Where the lines below hold images, skip those and copy every word exactly.

Annotated photo localization data
※

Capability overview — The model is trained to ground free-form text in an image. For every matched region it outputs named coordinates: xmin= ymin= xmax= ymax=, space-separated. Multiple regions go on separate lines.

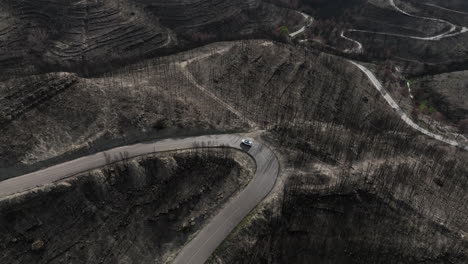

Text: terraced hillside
xmin=2 ymin=1 xmax=468 ymax=263
xmin=140 ymin=0 xmax=261 ymax=29
xmin=0 ymin=0 xmax=299 ymax=76
xmin=0 ymin=0 xmax=172 ymax=75
xmin=140 ymin=0 xmax=301 ymax=41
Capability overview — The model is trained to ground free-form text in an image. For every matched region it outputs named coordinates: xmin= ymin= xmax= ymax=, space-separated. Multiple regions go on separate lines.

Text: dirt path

※

## WRITTEN SOLUTION
Capability overview — The model is trained to ground free-form text in an image. For every matched region it outputs named coordinates: xmin= ymin= xmax= ymax=, space-separated. Multiple regions go on separate lines.


Text: terraced hillside
xmin=2 ymin=1 xmax=468 ymax=263
xmin=140 ymin=0 xmax=261 ymax=29
xmin=0 ymin=0 xmax=299 ymax=76
xmin=0 ymin=0 xmax=172 ymax=75
xmin=140 ymin=0 xmax=301 ymax=41
Capability overview — The model is trained to ground free-form text in an image. For every matched region it outputs named coordinates: xmin= ymin= xmax= ymax=, space-separated. Multiple regions go on separate lines.

Text: dirt path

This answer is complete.